Testo fornito >>
*-*-*
Il Nordest, la “locomotiva d’Italia”, è stato messo in ginocchio da due giornate di pioggia e da una serie impressionate di alluvioni, che, oltre ad aver provocato danni gravissimi alle abitazioni private e alle aziende, hanno invaso il centro di una città d’arte come Vicenza e minacciato da vicino opere di inestimabile valore, come il Teatro Olimpico del capoluogo berico.

E subito è scoppiata la polemica politica: il governo non sta facendo abbastanza; il Veneto e il Friuli, che sempre hanno contribuito tanto al benessere nazionale, ora chiedono e, se necessario, esigono, di non essere considerati come una remota provincia dell’Impero; i mass media nazionali hanno ignorato o minimizzato il disastro.

Sono giuste queste critiche, sono giustificate queste lamentele, questo sdegno, questa insofferenza nei confronti dello Stato? E come si conciliano con la conclamata volontà di “fare da soli”, di non voler chiedere nulla allo Stato, a patto che Stato, da parte sua, la smetta di chiedere troppo?

Diciamo che la gente del Nordest, per secolare tradizione, è non solo laboriosa e determinata (vedi come i Friulani si sono fieramente rimessi in piedi dopo i due tragici terremoti del 1976), ma anche straordinariamente paziente, per non dire stoica e quasi rassegnata alla sordità altrui nei confronti delle proprie problematiche.

Tutti ricordano come si comportarono Veneti e Friulani all’epoca del disastro del Vajont, nel 1963: piansero e seppellirono i loro morti; poi si asciugarono le lacrime, si rimboccarono le maniche e ricostruirono Longarone e gli altri paesi distrutti, ricominciando là dove il disastro li aveva fermati, magari dopo anni di sacrifici fatti all’estero per costruirsi la propria casetta (il friulano «mal dal madòn», ossia «mal del mattone»).

Bisogna pur dire, per amore di verità storica, che un disastro come quello di questi giorni, o come altri che hanno colpito queste regioni negli ultimi decenni (valga per tutti il caso dell’alluvione del Polesine, nel novembre del 1951: sì, ancora il mese di novembre; perché in novembre piove parecchio, chi lo avrebbe detto?) sono difficilmente immaginabili nel contesto di uno Stato locale efficiente e attento all’assetto idrogeologico del territorio, come lo era, per millenaria sapienza ed esperienza, la Repubblica di Venezia.
*-*-*
Dati >>
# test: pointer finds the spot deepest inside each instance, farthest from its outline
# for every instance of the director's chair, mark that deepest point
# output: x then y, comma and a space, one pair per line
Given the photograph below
*-*-*
Azioni richieste >>
1. Ripeti parola per parola il brano del testo sulle alluvioni nel Nordest che comincia con "E subito è scoppiata" e prosegue fino a "minimizzato il disastro.".
2. Prosegui il testo sulle alluvioni nel Nordest, scrivendo il seguito dopo l'ultima frase riportata.
I dati sono stati presi da un'altra fonte.

Risposte ai compiti >>
1.
E subito è scoppiata la polemica politica: il governo non sta facendo abbastanza; il Veneto e il Friuli, che sempre hanno contribuito tanto al benessere nazionale, ora chiedono e, se necessario, esigono, di non essere considerati come una remota provincia dell’Impero; i mass media nazionali hanno ignorato o minimizzato il disastro.

2.
Quindi viene da chiedersi perché e come una popolazione, da secoli e secoli abituata a gestire con oculata prudenza il proprio territorio e le sue risorse, sia oggi così palesemente incapace di fronteggiare con un minimo di previdenza uno dei fenomeni naturali più scontati e, purtroppo, regolari: le forti piogge autunnali e gli smottamenti, le frane e le alluvioni che inevitabilmente le accompagnano.

E non si dimentichi la tragedia della Val di Stava, nel Trentino Alto Adige (sempre Nordest), nella quale - correva l’anno 1985, stavolta nel mese di luglio - trovarono la morte, sotto qualcosa come 160.000 metri cubi di fango, ben 268 persone.

Sono dunque cambiate le genti venete, friulane e trentine, oppure è cambiato qualche cosa nel rapporto fra le attuali classi dirigenti di queste tre regioni e la loro consapevolezza delle necessità vitali e dei problemi più urgenti e più gravi del territorio?

È venuta a mancare la saggezza, è venuta a mancare la lungimiranza, nella gestione del tanto (troppo) sbandierato “miracolo del Nordest”, nella irresponsabile gestione di una crescita economica che ha ridisegnato radicalmente il rapporto fra l’uomo e l’ambiente in questa parte d’Italia?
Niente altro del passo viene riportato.